=== ZAPISANE DANE ===
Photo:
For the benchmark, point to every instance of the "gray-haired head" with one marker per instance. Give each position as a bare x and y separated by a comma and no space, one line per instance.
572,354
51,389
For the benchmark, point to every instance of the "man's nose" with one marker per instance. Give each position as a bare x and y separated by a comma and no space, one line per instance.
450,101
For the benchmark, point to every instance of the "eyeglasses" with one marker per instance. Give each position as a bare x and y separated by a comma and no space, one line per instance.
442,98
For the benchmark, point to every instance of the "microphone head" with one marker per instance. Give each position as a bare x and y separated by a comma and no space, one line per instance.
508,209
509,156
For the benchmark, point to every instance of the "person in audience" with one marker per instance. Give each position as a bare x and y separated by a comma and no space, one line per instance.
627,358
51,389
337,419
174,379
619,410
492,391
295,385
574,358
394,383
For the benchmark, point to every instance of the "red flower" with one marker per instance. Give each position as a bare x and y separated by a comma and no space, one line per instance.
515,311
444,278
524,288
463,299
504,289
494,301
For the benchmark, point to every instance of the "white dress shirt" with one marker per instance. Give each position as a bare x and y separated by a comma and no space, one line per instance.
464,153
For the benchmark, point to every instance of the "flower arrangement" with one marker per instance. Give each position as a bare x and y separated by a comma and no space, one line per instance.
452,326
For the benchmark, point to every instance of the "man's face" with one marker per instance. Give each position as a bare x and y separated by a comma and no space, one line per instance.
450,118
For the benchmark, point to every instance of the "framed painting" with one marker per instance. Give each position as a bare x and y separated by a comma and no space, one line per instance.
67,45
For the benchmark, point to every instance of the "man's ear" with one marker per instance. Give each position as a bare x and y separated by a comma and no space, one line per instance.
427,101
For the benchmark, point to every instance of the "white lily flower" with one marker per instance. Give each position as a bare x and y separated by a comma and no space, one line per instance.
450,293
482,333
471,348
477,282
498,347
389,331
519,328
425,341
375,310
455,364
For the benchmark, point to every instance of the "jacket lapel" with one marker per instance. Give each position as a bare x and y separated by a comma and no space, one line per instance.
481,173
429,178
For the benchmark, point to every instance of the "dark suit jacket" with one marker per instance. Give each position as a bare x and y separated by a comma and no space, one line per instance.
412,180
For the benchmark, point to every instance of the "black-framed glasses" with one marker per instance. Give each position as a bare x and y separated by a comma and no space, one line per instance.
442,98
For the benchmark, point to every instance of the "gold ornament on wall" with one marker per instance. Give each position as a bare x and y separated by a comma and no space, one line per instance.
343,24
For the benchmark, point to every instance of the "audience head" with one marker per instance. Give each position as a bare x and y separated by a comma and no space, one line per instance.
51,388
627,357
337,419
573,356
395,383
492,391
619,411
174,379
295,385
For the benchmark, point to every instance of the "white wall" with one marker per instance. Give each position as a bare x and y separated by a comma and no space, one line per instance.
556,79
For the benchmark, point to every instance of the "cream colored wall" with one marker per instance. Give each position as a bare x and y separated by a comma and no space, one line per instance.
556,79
===
→ TREŚĆ ZADANIA
Wybierz z powyższych pozycji każdy wiersz zawierający słowo „face” i przepisz go bez zmian.

→ ODPOWIEDŹ DO ZADANIA
For the benchmark, point to every instance of the "man's face" with one marker per instance. Give each position as a bare x and y separated by a comma and no space, one line per instance.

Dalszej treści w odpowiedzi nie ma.